-- start of SUPPLIED TEXT --

# one year old and still has accidents



## Sassy (Mar 20, 2015)

My little girl is crate-trained at night. No accidents.
6:15am Walks in the morning: pees sometimes poops
10:30am Dog Walker takes her out: pees, most times poops
3:00pm I'm home. Goes for a walk, sometimes very long ones. pees/poops
4:00-6:00 I'm back at work. 
6:30pm Dinnertime. Then a walk. pees sometimes poops
10:30pm pees

Evening time is the problem time. She has had plenty of exercise and knows to pee and poo when we're out. She's fine during the day. BUT Should I put her in her crate if I'm at home but not near the door in the kitchen in the evening? 

The worst time is always when I fall asleep on the couch in our den in the evening. I love to cuddle with her at that time. I fall asleep and she goes off and pees/poops. ERG. Suggestions?


----------



## LolaCockerpoo (Feb 1, 2016)

Sassy, I'm a first time dog owner, so I'm not sure I'm qualified to help, but if I were you, knowing that evening times are the problem, I'd stay extra vigilant and pop her outside every half hour until bed time. I imagine if you did this for a number of weeks, and tried to avoid falling asleep on the couch during this retraining, you'll reinforce that toileting happens outside. They're smart dogs, and I'm sure your baby will catch on quickly.


----------



## Bundle (Apr 26, 2015)

You could try hanging some bells on the door and teaching her to ring these when she wants to go outside ☺

Sent from my SM-T530 using Tapatalk


----------



## Kirsty p (Dec 4, 2015)

Rupert is 16 weeks now and we've bellied trained and it was the best thing we did. He's really good and rings then in the day to do out. We do find in the evening when he's tired that we have to eat h him more as he won't always ring them as he's half asleep lol


----------



## Michele (Nov 12, 2015)

My dogs use bells, too, which is helpful since our family room is upstairs. They work like a charm.


----------



## Bella&Zoe (Jan 22, 2016)

I tried the bells and my pup just demolished them lol


----------



## Vinang (Oct 20, 2015)

Sassy said:


> My little girl is crate-trained at night. No accidents.
> 6:15am Walks in the morning: pees sometimes poops
> 10:30am Dog Walker takes her out: pees, most times poops
> 3:00pm I'm home. Goes for a walk, sometimes very long ones. pees/poops
> ...


Hi, we got our cockapoo at 9 weeks he was crate trained on first day home but had a few ( wees) in the house so we put a small bell on some cord and attached it to the door handle to the yard, every time he sniffed around we took him to the door and shook the bell at the same time repeating our word for him to wee wee, so now every time he needs to go he nods the bell with his nose or paws it. This works for us! Good luck!


----------



## Tesseract (Feb 3, 2016)

My pup is getting much better with time (now 11 weeks - one accidental poop this week when we got distracted by a friendly dog outside and we went back in before she had her poop). Got to watch for the signs but I put bells up and she occasionally bumps into them, so the association I'm hoping is starting.

My only suggestion is maybe shrink the amount of free space she has in your house to run around; that should help persuade her not to poop in her confined area (assuming of course that she is peeing off in a corner or edge of a room).

Or possibly a doggy door to a confined space outdoors? I think there are some high tech ones were you plop a RFI chip on her collar so the door open opens when she is near.

Doggy diapers? They do exist!

Another possibility is talk to your vet about changing her diet to something that will help reduce her need to pee? I'm just guessing maybe something like that.


----------

-- end of SUPPLIED TEXT --

WHAT YOU NEED TO DO:
1. List the usernames of everyone who posted in the dog accidents thread.
2. Write out the passage of the dog accidents thread from "My pup is getting" up to and including "They do exist!", word for word.
The data that comes next is from a separate source.

-- start of DATA --

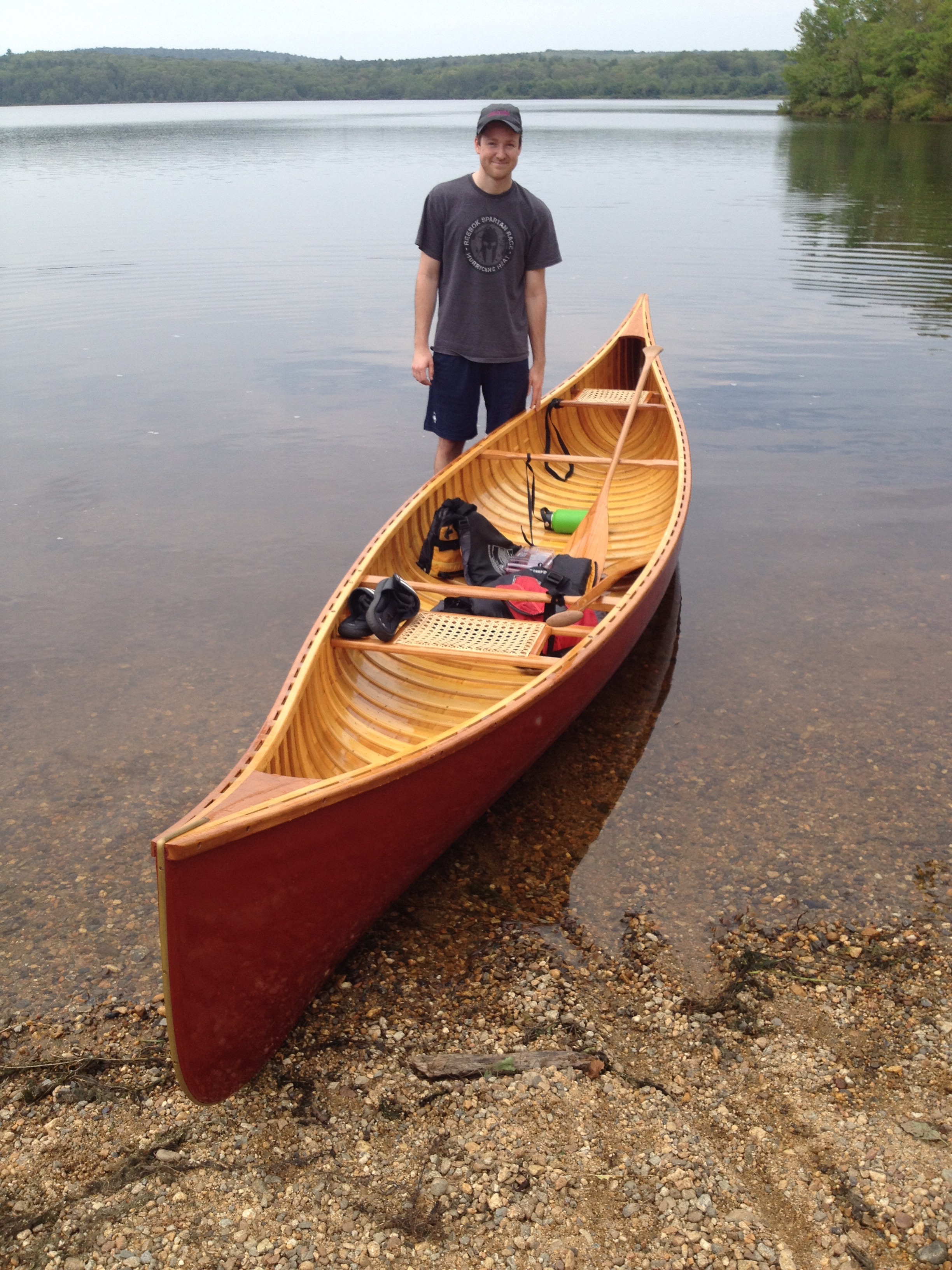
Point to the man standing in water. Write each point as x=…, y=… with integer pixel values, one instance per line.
x=485, y=244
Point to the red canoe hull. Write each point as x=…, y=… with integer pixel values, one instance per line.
x=254, y=928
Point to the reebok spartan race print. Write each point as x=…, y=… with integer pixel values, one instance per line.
x=485, y=244
x=489, y=244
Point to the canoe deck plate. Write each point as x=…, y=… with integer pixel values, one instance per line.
x=465, y=634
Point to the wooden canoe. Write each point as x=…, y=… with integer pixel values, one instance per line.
x=374, y=761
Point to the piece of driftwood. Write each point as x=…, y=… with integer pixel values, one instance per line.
x=447, y=1067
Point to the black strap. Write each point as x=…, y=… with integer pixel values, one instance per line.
x=530, y=500
x=553, y=405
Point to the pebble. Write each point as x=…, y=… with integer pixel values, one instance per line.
x=933, y=1254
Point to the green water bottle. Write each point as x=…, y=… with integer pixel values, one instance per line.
x=564, y=520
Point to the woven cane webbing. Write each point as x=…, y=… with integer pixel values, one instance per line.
x=465, y=634
x=605, y=396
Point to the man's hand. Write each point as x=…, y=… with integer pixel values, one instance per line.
x=423, y=366
x=537, y=372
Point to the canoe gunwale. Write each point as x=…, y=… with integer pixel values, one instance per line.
x=343, y=785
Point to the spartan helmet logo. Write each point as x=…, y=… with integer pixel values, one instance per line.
x=489, y=244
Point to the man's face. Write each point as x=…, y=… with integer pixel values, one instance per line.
x=498, y=148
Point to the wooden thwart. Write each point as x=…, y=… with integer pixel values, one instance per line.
x=448, y=588
x=447, y=1067
x=578, y=459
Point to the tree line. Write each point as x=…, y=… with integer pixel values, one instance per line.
x=873, y=60
x=91, y=77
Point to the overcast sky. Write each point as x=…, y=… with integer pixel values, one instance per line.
x=400, y=28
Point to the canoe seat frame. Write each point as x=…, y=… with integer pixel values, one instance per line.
x=465, y=637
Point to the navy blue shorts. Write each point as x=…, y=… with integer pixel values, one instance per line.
x=455, y=394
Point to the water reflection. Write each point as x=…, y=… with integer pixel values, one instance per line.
x=873, y=223
x=205, y=318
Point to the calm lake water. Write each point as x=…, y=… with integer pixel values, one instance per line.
x=207, y=410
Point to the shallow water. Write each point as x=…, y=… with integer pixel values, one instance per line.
x=205, y=332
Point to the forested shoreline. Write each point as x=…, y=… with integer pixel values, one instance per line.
x=873, y=60
x=92, y=77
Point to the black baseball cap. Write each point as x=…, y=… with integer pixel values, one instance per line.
x=500, y=112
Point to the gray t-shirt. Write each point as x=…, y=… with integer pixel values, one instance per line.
x=485, y=243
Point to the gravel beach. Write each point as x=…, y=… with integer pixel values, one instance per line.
x=798, y=1118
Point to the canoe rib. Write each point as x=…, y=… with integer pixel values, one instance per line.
x=263, y=898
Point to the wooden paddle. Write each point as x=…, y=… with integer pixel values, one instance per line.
x=591, y=539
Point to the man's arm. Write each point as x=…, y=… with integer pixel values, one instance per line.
x=536, y=305
x=424, y=308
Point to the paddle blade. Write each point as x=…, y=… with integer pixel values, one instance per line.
x=591, y=539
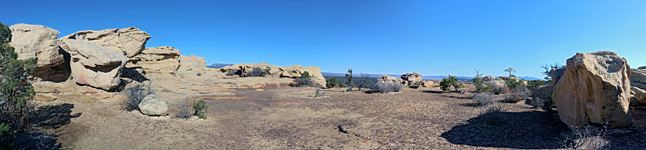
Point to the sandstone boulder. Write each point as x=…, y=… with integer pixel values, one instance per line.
x=36, y=41
x=594, y=87
x=163, y=59
x=128, y=41
x=94, y=65
x=152, y=105
x=191, y=64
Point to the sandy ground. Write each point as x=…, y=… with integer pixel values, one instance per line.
x=292, y=118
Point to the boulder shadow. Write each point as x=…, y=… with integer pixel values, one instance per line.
x=517, y=130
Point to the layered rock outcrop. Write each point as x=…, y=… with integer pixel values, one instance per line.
x=638, y=84
x=127, y=41
x=594, y=88
x=295, y=71
x=37, y=41
x=163, y=59
x=94, y=65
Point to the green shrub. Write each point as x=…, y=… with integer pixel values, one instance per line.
x=332, y=82
x=200, y=109
x=6, y=136
x=446, y=83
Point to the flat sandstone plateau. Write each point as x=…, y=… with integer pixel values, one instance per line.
x=292, y=118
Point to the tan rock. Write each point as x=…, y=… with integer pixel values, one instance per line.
x=594, y=88
x=163, y=59
x=191, y=64
x=94, y=65
x=128, y=41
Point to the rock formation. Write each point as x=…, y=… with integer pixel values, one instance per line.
x=638, y=84
x=94, y=65
x=37, y=41
x=128, y=41
x=163, y=59
x=294, y=71
x=594, y=87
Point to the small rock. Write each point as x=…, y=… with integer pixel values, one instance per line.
x=152, y=105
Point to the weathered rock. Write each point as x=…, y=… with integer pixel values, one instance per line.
x=411, y=79
x=152, y=105
x=128, y=41
x=36, y=41
x=243, y=70
x=163, y=59
x=594, y=88
x=191, y=64
x=94, y=65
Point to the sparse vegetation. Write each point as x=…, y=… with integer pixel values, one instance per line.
x=333, y=82
x=135, y=94
x=386, y=87
x=478, y=81
x=482, y=99
x=184, y=111
x=446, y=83
x=517, y=94
x=200, y=109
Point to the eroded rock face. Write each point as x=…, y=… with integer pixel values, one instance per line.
x=128, y=41
x=94, y=65
x=152, y=105
x=36, y=41
x=594, y=87
x=191, y=64
x=163, y=59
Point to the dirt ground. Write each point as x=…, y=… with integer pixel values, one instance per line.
x=292, y=118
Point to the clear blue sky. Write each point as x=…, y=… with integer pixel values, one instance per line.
x=372, y=36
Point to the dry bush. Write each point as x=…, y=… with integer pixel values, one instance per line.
x=482, y=99
x=588, y=137
x=386, y=87
x=517, y=94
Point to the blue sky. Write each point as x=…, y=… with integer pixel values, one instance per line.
x=373, y=36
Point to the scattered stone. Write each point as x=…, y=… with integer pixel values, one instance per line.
x=594, y=88
x=152, y=105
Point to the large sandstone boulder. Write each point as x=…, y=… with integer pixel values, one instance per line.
x=191, y=64
x=163, y=59
x=94, y=65
x=594, y=87
x=128, y=41
x=36, y=41
x=152, y=105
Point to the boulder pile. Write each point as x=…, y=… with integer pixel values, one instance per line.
x=593, y=88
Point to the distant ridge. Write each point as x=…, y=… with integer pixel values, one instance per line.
x=216, y=65
x=435, y=77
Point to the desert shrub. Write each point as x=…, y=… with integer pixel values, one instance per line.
x=304, y=81
x=134, y=95
x=259, y=72
x=492, y=115
x=332, y=82
x=482, y=99
x=385, y=87
x=200, y=109
x=184, y=111
x=517, y=94
x=446, y=83
x=6, y=136
x=588, y=137
x=15, y=89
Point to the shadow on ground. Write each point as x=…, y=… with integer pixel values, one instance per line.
x=518, y=130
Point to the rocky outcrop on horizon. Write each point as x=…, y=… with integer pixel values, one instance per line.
x=594, y=88
x=128, y=41
x=164, y=59
x=294, y=71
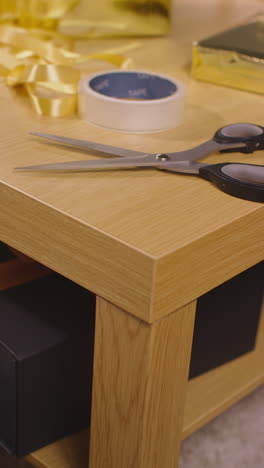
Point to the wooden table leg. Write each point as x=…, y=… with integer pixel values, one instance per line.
x=139, y=388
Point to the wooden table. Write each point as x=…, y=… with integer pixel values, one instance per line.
x=148, y=244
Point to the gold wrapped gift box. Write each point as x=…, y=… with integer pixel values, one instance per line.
x=234, y=58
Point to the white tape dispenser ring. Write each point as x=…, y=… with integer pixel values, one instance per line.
x=131, y=101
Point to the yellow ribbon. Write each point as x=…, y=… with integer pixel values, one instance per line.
x=43, y=61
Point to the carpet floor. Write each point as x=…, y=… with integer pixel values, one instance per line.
x=235, y=439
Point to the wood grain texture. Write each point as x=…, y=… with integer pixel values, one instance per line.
x=97, y=263
x=163, y=226
x=139, y=388
x=210, y=394
x=71, y=452
x=207, y=396
x=20, y=271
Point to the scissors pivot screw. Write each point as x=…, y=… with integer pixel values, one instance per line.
x=162, y=157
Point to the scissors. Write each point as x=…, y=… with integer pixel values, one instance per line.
x=244, y=181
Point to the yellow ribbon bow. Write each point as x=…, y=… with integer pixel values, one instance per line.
x=41, y=59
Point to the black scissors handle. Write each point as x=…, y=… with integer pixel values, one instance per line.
x=250, y=134
x=244, y=181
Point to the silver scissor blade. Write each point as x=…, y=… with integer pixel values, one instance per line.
x=203, y=150
x=185, y=167
x=90, y=145
x=113, y=163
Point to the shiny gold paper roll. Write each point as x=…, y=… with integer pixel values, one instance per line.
x=42, y=59
x=118, y=18
x=42, y=13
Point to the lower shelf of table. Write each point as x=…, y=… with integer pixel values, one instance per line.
x=208, y=396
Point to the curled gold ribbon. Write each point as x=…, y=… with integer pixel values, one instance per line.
x=43, y=61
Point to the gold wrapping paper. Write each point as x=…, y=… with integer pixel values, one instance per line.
x=118, y=18
x=234, y=58
x=43, y=60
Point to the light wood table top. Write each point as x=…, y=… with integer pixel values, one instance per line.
x=147, y=241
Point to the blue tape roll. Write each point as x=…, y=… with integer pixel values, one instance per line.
x=131, y=101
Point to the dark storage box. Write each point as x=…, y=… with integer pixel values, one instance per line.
x=226, y=322
x=46, y=356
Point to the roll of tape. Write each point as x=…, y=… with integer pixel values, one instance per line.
x=131, y=101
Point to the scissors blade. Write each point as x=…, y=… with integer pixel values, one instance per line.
x=203, y=150
x=90, y=145
x=78, y=166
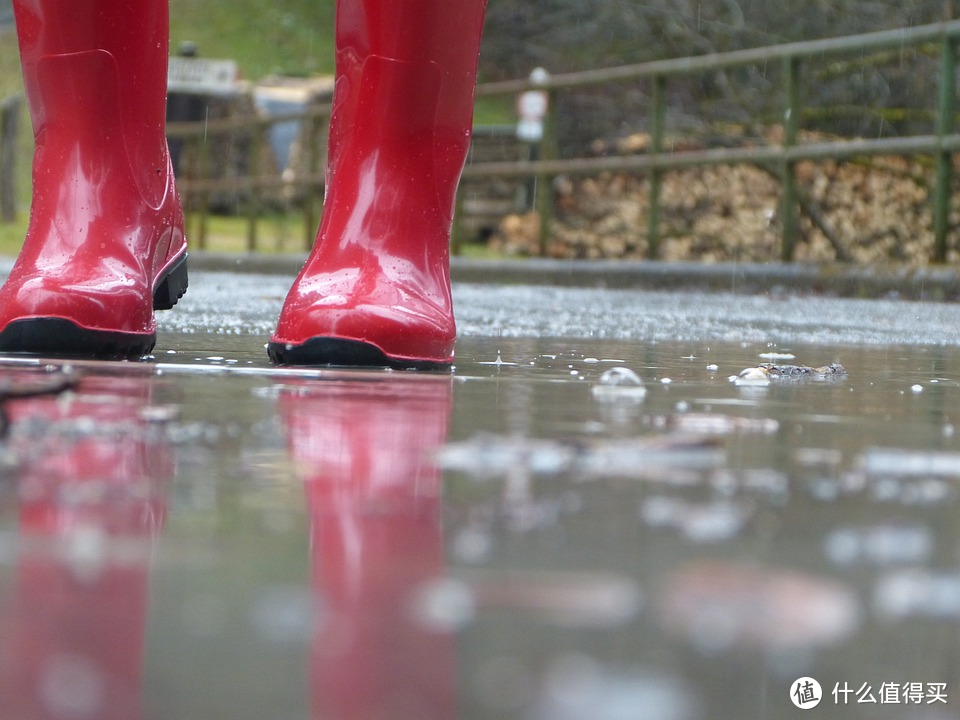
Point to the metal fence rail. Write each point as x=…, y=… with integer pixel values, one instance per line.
x=940, y=146
x=198, y=184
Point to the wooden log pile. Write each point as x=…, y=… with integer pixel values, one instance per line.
x=870, y=211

-- end of DATA --

ANSWERS TO THE PROBLEMS:
1. Sassy, LolaCockerpoo, Bundle, Kirsty p, Michele, Bella&Zoe, Vinang, Tesseract

2.
My pup is getting much better with time (now 11 weeks - one accidental poop this week when we got distracted by a friendly dog outside and we went back in before she had her poop). Got to watch for the signs but I put bells up and she occasionally bumps into them, so the association I'm hoping is starting.

My only suggestion is maybe shrink the amount of free space she has in your house to run around; that should help persuade her not to poop in her confined area (assuming of course that she is peeing off in a corner or edge of a room).

Or possibly a doggy door to a confined space outdoors? I think there are some high tech ones were you plop a RFI chip on her collar so the door open opens when she is near.

Doggy diapers? They do exist!